Segment Open
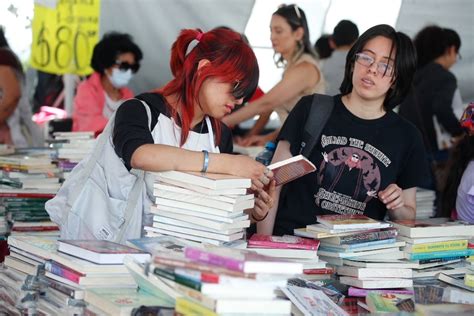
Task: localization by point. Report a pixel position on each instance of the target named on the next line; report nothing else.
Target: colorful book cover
(286, 242)
(291, 169)
(437, 246)
(346, 221)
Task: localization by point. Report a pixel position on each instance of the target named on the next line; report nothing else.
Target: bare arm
(296, 80)
(266, 226)
(401, 204)
(260, 124)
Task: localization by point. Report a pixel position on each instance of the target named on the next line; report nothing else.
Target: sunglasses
(126, 66)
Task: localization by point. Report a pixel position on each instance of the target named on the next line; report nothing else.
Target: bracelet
(258, 219)
(206, 161)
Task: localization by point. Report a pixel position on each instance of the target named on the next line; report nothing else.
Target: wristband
(206, 161)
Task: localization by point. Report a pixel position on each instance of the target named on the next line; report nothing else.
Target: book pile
(213, 280)
(293, 248)
(352, 242)
(66, 269)
(425, 203)
(71, 148)
(436, 245)
(200, 207)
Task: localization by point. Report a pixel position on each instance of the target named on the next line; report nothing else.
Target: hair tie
(194, 43)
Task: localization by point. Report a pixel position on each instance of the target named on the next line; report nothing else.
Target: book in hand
(291, 169)
(352, 221)
(242, 260)
(433, 227)
(101, 251)
(287, 241)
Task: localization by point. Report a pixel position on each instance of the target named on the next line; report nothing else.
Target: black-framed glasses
(384, 69)
(123, 65)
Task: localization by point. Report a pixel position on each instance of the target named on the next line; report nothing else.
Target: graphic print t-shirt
(356, 159)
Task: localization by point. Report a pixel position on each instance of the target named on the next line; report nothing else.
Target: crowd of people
(369, 158)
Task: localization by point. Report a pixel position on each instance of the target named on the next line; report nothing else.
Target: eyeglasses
(123, 65)
(386, 70)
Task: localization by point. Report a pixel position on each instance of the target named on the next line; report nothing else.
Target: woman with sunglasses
(176, 127)
(301, 76)
(115, 59)
(369, 160)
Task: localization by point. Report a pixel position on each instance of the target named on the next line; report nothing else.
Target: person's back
(344, 35)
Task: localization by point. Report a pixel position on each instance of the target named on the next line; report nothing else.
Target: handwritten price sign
(64, 37)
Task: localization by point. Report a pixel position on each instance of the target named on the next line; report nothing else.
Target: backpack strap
(136, 190)
(321, 109)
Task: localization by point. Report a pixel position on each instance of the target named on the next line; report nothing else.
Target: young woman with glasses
(115, 59)
(301, 76)
(369, 159)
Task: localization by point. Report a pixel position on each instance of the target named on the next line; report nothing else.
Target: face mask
(120, 78)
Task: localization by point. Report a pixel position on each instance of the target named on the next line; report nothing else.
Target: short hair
(109, 47)
(404, 65)
(432, 41)
(322, 47)
(231, 60)
(345, 33)
(296, 18)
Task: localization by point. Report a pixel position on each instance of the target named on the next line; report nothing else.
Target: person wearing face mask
(115, 59)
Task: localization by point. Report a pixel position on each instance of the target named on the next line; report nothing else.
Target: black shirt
(363, 158)
(131, 130)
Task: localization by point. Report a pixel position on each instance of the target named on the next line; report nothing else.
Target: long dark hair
(405, 63)
(296, 18)
(460, 156)
(231, 60)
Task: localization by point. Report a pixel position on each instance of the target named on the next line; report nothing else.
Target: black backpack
(321, 109)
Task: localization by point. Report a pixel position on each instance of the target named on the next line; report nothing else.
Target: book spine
(435, 255)
(368, 236)
(437, 246)
(358, 292)
(180, 279)
(214, 259)
(435, 260)
(62, 272)
(188, 307)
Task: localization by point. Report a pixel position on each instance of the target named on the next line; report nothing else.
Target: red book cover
(291, 169)
(285, 242)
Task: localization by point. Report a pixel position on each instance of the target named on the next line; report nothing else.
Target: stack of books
(352, 241)
(214, 280)
(200, 207)
(436, 245)
(293, 248)
(71, 148)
Segment Closed
● **ACTIVITY**
Every record, from top to bottom, gets written out exactly; no picture goes into the copy.

● **RESPONSE AREA**
Task: localization by point. Report a pixel position on each instance of the target named on the next line; report nothing else.
Target: colorful book cover
(286, 242)
(291, 169)
(437, 246)
(346, 221)
Task: localization by point. Report a pixel position on each instance of the target named on the next line; report nothing else.
Target: bare arm
(296, 80)
(266, 226)
(401, 204)
(260, 124)
Task: localization by point. Report a pixel position on each instance of the target named on the next line; report nothing else.
Target: sunglasses
(126, 66)
Task: localization by point. Report a pixel position on each instance of the target named on the next line; report nothing else.
Target: bracelet
(258, 219)
(206, 161)
Task: localization by point. Report a pixel position on each instance of the target named on the next line; report nothing else.
Target: wristband
(206, 161)
Task: localization by point. Report a pixel position on each instance of the target named on the next line; report nothing else.
Target: book pile
(213, 280)
(293, 248)
(352, 242)
(66, 269)
(425, 203)
(71, 148)
(436, 245)
(200, 207)
Task: localization by point. Report a pixel position on each instance of the target named on the next line; report nothing else.
Target: hair tie
(194, 43)
Task: localization by point. Report a pixel position on each instance of the target named on the next line; report nothing else.
Target: book in hand
(291, 169)
(352, 221)
(242, 260)
(433, 227)
(101, 251)
(287, 241)
Task: localization by point. Report a pixel position on each instance of the target named on the next line; report nothing else.
Target: black-framed glasses
(384, 69)
(123, 65)
Task: localization by point. Report a pixel position on each instance of the target named on the next line; report nothing else.
Target: graphic print t-shirt
(356, 159)
Task: localization by point. Report a pixel position on each instance of the target named on the next line; report nothing else.
Target: crowd of people
(369, 158)
Task: localization by point. Report a pixel position on each instance of the target named on the next line; report nothing else.
Target: eyeglasses
(123, 65)
(386, 70)
Task: localization by point. Report a pixel position on each instance of the target named on the next line; report nothing else.
Target: woman with sunglasses
(176, 127)
(301, 76)
(115, 59)
(369, 160)
Task: localization by point. Report a pixel position on each instance of the target named on the next line; report nothing else.
Target: person's back
(344, 35)
Task: localization by point. Report a pixel position on each instance of the target named on the next line; report nothing else.
Target: handwritten price sign
(64, 37)
Task: localization by point. Report a pixel position on each instance of the target named on the next line; report nothing else.
Target: backpack strap
(136, 190)
(321, 109)
Task: localization by point. Report a pixel position on each instance of the target named on the next line; report nothing else.
Target: young woman with glasses
(115, 59)
(301, 76)
(369, 159)
Task: localization by point. Report a pixel position on each instance of the target named on the next line; report nothing else.
Target: face mask
(120, 78)
Task: localization by point. Report a pixel position on each instance of the target named on the next line; report nothing else.
Target: short hair
(109, 47)
(404, 65)
(432, 41)
(322, 47)
(231, 60)
(345, 33)
(296, 18)
Task: localization by point. Report a pixel position on each instance of the target named on the next line; report nothing else.
Target: person wearing face mask
(115, 59)
Task: localization by point. Report a pixel position on each instance of the target named on the next line; report nothing else.
Target: black shirt
(363, 158)
(131, 130)
Task: localization by point. Report a pixel position on each instance of the target named on the next line; report nothing else.
Target: long dark hair
(405, 63)
(296, 18)
(460, 156)
(231, 60)
Task: localization by point. Report a pixel position on each instance of the target named on the next line; report nothing else.
Target: black backpack
(321, 109)
Task: localization by point. Report a pixel position on each instance of the target named on the next line; report nothing else.
Target: book spine
(435, 255)
(368, 236)
(437, 246)
(358, 292)
(180, 279)
(214, 259)
(435, 260)
(62, 272)
(188, 307)
Task: localization by point. Report a pixel position on each instance of the target named on the next line; report nothing else.
Target: red book cover
(291, 169)
(285, 242)
Task: localization by point. Report a pixel position on each instance of the target named on the next line; report nothing else.
Target: stack of books
(352, 241)
(214, 280)
(200, 207)
(436, 245)
(293, 248)
(71, 148)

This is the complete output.